## Reading text
* begin *

Re: anchor awareness (was Re: Richer & richer semantics?)

(Tim Bray:)

> Probe 1:
> 
> 1. Web links contain lots of ends that don't know they are anchors, thus
> 2. if we require all anchors to be self-aware, we won't be able to subsume 
>    the current Web mechanisms.

I don't understand how proposition 2 follows.  First of all, the fact
that we know something (for example, the fact that something serves as
the anchor of a link that is elsewhere) doesn't require us to act on
that knowledge.  Secondly, there is no requirement that we regard HTML
links as bidirectional.  It would be silly to do so in most cases, I
think, because they were written without such an intent.  It would be
as asinine as refusing to watch "Casablanca" in black and white,
simply because a so-called "colorized" version now exists.  And just
because I have a color TV doesn't mean I can't see black and white
films on it.  In other words, the fact that XML applications could
"know" the anchor status of every object does not preclude their
emulating HTML applications by behaving as if they did not know the
anchor status of the remote anchors of HTML links.

> Probe 2:
> 
> 1. If we support N-way links with some anchors not being self-aware,
>    there remains the question of whether we require *one* end to be
>    self-aware, but

I don't see how this question is open to debate.  If none of the
anchors knows that traversal is possible, for example, there is no
point in having a traversible link, because no traversal will ever be
possible.  There must, therefore, always be at least one anchor that
knows that it is an anchor of a link, so that the link can be examined
and the other anchors discovered, so, in turn, traversal can be
initiated to those other anchors.

> 2. the benefits of self-awareness depend on an ability to state with 
>    confidence that all anchors are self-aware, so

It depends which benefits we're talking about, but, in general, yes.

> 3. there seems no particular benefit to forbidding what Eliot calls
>    "completely independent" links.

Huh?  Your point, and the logical connections between your
propositions, all totally elude me.  Sorry.  Please try again.

Taken at face value, though, I disagree with proposition 3.  The
benefit of forbidding completely independent links is that you need
never face a situation in which at least one anchor must be aware of
its anchor status even when the link that confers that status is
elsewhere.  It's a reasonable and very defensible position.

> Probe 3:
> 
> 1. Current web links are untyped, un-roled (in fact carry no metadata),
>    and are either single-ended or are a completely opaque query, whereas

I would rather say that current web links have fixed types and fixed
anchor roles (although the roles are not explicit).  The type and
roles are made explicit in the HTML spec, but the roles are not
given names using HyTime syntax, obviously.

Current web links are two-ended.  I am having trouble understanding
what purpose a single-ended link might possibly have, and so the sense
what you are saying again eludes me.  (*frustration*) (I don't know
what "a completely opaque query" is, either.  Sorry.)

> 2. HyTime ilinks (OK, HyLinks real soon now) are multi-way and have
>    several useful places to encode what I think of as per-link or 
>    per-anchor or per-role metadata, so 
> 3. on the surface it seems that an ilink, even if it involved all sorts
>    of non-self-aware anchors, would offer substantially greater utility
>    and flexibility than what the Web offers.

Maybe you're right.  I don't know; I haven't considered this
possibility.  At first blush, though, I tend to think the "greater
utility" may be much less than "substantial".  Can you think of any
examples?

* end *

## Source excerpt
* begin *

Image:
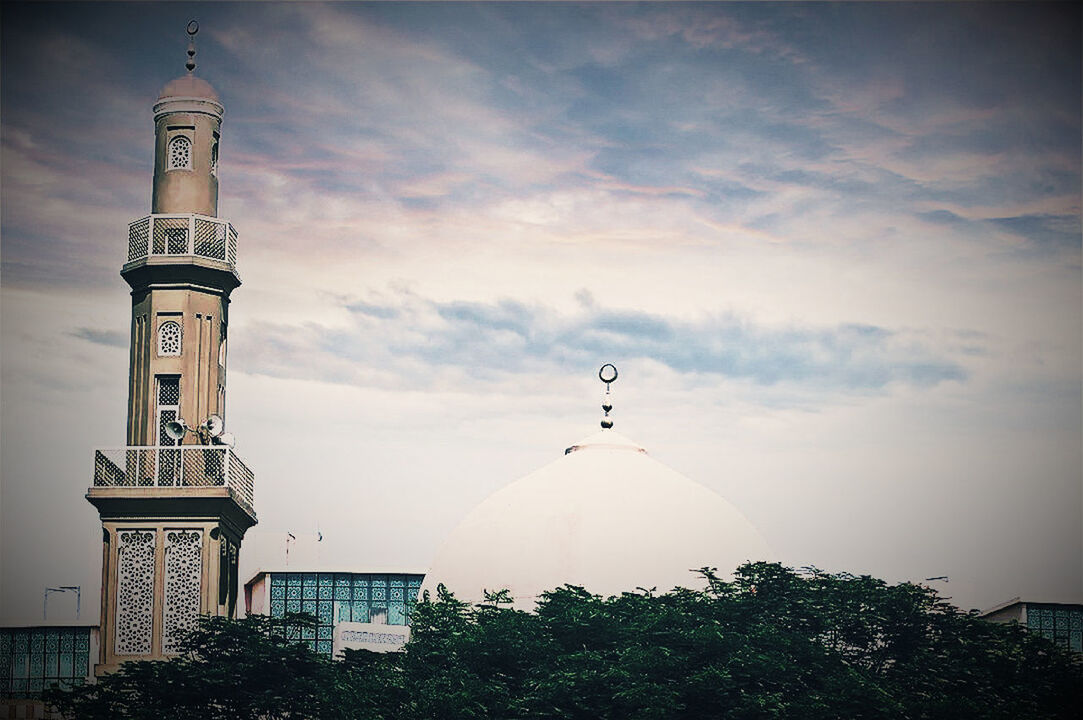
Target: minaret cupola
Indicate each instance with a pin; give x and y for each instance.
(187, 121)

* end *

## Task to complete
Quote the mailing-list reply on anchor awareness word for word, starting with "Re: anchor awareness" and going on through "current Web mechanisms.". Answer from the text alone.

## Result
Re: anchor awareness (was Re: Richer & richer semantics?)

(Tim Bray:)

> Probe 1:
> 
> 1. Web links contain lots of ends that don't know they are anchors, thus
> 2. if we require all anchors to be self-aware, we won't be able to subsume 
>    the current Web mechanisms.